[[ Provided entries open ]]

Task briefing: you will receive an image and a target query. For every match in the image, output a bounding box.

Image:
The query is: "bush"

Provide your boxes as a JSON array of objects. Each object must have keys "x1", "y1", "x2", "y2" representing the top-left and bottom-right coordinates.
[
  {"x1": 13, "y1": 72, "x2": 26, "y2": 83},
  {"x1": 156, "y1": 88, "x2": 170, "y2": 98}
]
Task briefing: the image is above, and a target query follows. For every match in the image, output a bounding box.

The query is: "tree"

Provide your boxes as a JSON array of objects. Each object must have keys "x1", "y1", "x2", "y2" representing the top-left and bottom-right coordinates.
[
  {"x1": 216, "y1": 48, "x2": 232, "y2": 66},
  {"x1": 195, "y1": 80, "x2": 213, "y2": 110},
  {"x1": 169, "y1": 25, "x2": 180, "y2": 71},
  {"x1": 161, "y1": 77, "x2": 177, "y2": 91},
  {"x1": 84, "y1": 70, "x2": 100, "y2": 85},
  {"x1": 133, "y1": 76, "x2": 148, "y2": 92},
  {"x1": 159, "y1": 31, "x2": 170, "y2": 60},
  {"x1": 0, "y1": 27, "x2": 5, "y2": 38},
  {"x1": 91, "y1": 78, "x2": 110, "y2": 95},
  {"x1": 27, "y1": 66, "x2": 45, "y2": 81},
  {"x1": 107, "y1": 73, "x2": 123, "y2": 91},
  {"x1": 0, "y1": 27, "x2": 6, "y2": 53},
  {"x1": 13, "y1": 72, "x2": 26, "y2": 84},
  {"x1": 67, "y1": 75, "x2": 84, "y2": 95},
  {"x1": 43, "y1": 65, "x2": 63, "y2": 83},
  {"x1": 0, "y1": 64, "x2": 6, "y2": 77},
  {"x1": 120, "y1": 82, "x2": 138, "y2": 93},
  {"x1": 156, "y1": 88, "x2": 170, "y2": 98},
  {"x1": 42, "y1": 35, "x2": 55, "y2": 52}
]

[[ Provided entries closed ]]

#### [Exercise aim]
Your task is to copy exactly, and only, the lines from the line with "Task briefing: the" through the last line of the entries, both included.

#### [Answer below]
Task briefing: the image is above, and a target query follows. For every match in the image, output a bounding box.

The query is: "tree"

Provide your boxes as a JSON array of objects. Each object must have keys "x1", "y1", "x2", "y2" representing the top-left and bottom-right coordinates.
[
  {"x1": 216, "y1": 48, "x2": 232, "y2": 66},
  {"x1": 195, "y1": 80, "x2": 213, "y2": 110},
  {"x1": 169, "y1": 25, "x2": 180, "y2": 71},
  {"x1": 161, "y1": 77, "x2": 177, "y2": 91},
  {"x1": 84, "y1": 70, "x2": 100, "y2": 85},
  {"x1": 133, "y1": 76, "x2": 148, "y2": 92},
  {"x1": 159, "y1": 31, "x2": 170, "y2": 60},
  {"x1": 0, "y1": 27, "x2": 5, "y2": 38},
  {"x1": 91, "y1": 78, "x2": 110, "y2": 95},
  {"x1": 27, "y1": 66, "x2": 45, "y2": 81},
  {"x1": 107, "y1": 73, "x2": 123, "y2": 91},
  {"x1": 0, "y1": 27, "x2": 6, "y2": 53},
  {"x1": 13, "y1": 72, "x2": 26, "y2": 84},
  {"x1": 67, "y1": 75, "x2": 84, "y2": 95},
  {"x1": 43, "y1": 65, "x2": 63, "y2": 83},
  {"x1": 0, "y1": 64, "x2": 6, "y2": 77},
  {"x1": 120, "y1": 82, "x2": 138, "y2": 93},
  {"x1": 156, "y1": 88, "x2": 170, "y2": 98},
  {"x1": 42, "y1": 35, "x2": 55, "y2": 52}
]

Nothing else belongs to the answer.